Task details:
Using the case study below on the distressed Tulsa apartment building, please explain in one to three sentences why the loan went into default and what happened to the asset afterward.

Extract:
------------------------------------------------

Stabilizing a Distressed Multifamily Asset

January 21, 2026

The Challenge

A debt fund had originated a loan to a multifamily operator who managed a 250-unit, 1970s-vintage, C+ class apartment building in Tulsa, Oklahoma. After a fire at the property, about 20 units suffered significant damage, and the borrower failed to properly execute unit repairs and renovations, leaving more than half the units in disrepair.

As property cash flow deteriorated, the loan went into default, and the lender ultimately foreclosed. What had once been valued at nearly $30 million deteriorated to an estimated $10 million, and the asset became lender-owned (REO).

The Solution

Summer Street Advisors was engaged by the lending group to provide ongoing asset management and loan surveillance, including quarterly financial reporting to the warehouse lender across the broader loan portfolio. In parallel, SSA was asked to take a hands-on role with the REO asset.

------------------------------------------------

Source material:
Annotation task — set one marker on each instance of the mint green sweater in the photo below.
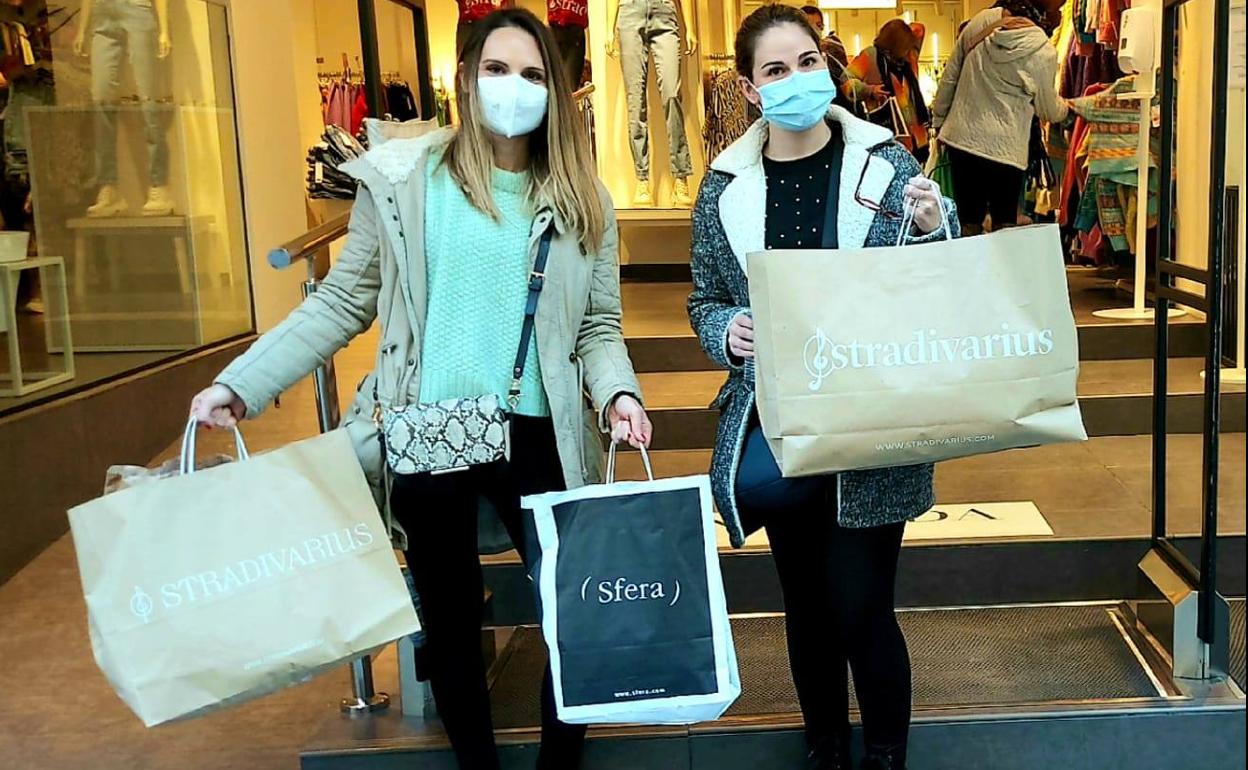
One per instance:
(477, 271)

------------------------------------------------

Response to this task:
The loan went into default as the property's cash flow deteriorated. The lender then foreclosed, and the asset became lender-owned (REO).